--- Listed records Enclosed Below ---
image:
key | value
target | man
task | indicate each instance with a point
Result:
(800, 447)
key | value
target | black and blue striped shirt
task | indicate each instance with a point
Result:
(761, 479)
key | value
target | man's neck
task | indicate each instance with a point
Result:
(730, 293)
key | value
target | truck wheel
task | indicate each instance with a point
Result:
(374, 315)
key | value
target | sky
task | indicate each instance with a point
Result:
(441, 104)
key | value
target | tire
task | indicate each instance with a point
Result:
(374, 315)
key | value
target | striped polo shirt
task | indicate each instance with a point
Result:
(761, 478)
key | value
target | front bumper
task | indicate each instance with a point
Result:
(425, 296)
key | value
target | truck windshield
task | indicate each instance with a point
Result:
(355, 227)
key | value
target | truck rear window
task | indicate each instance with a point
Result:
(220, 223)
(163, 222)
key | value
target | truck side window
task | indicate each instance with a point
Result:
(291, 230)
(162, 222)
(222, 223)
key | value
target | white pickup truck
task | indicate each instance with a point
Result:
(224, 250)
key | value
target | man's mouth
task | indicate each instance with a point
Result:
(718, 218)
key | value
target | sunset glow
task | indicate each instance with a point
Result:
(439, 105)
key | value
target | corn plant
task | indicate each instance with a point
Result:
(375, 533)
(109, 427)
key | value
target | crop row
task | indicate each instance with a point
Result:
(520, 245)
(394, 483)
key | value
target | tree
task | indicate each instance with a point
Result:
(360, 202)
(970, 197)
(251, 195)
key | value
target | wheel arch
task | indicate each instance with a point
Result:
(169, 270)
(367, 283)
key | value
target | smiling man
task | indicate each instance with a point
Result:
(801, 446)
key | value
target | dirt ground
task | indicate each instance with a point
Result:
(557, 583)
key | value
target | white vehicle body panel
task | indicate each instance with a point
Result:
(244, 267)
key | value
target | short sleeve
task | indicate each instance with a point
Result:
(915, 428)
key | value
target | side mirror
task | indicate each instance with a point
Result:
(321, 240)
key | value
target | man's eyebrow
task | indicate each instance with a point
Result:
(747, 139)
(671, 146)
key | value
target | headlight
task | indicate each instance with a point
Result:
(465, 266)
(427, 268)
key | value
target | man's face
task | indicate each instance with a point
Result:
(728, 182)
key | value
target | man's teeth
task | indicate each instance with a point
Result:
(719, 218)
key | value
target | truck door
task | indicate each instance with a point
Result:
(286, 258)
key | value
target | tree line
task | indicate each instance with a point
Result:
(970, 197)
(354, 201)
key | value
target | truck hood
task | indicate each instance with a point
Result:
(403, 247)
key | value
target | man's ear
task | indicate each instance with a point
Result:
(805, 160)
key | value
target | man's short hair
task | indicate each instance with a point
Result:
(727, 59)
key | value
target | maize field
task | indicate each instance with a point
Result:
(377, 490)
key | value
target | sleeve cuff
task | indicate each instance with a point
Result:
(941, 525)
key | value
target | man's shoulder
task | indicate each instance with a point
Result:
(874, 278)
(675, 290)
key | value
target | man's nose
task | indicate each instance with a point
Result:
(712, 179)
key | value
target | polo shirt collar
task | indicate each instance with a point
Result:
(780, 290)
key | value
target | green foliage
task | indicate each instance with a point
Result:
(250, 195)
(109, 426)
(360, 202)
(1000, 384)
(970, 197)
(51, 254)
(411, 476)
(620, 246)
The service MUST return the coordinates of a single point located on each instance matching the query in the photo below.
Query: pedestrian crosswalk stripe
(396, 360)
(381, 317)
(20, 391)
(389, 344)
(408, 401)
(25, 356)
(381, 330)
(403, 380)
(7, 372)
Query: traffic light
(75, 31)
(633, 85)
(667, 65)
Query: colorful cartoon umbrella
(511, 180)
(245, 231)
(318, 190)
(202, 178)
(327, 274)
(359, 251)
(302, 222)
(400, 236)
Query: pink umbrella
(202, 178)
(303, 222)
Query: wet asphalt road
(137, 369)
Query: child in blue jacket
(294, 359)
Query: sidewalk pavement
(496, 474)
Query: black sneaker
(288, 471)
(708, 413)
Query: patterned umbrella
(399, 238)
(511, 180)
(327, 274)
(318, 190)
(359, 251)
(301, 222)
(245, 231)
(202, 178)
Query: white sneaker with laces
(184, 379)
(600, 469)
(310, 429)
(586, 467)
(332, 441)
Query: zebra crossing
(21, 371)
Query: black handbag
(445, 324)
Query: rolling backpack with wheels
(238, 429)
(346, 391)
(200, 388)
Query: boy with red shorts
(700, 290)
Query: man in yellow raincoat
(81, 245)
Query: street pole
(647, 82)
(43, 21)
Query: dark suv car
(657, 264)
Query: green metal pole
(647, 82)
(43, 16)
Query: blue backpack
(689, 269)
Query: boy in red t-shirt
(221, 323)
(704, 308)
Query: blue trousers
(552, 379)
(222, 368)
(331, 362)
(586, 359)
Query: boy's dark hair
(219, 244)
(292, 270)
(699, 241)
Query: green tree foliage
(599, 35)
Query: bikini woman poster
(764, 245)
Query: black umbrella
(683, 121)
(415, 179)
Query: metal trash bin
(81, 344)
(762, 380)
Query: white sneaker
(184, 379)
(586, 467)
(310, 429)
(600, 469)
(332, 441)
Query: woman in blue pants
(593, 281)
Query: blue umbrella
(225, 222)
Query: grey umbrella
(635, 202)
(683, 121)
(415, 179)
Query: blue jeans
--- End of Enclosed Listed records ---
Count of lines holding the string "polo": please work it out for the entries above and give the number alone.

2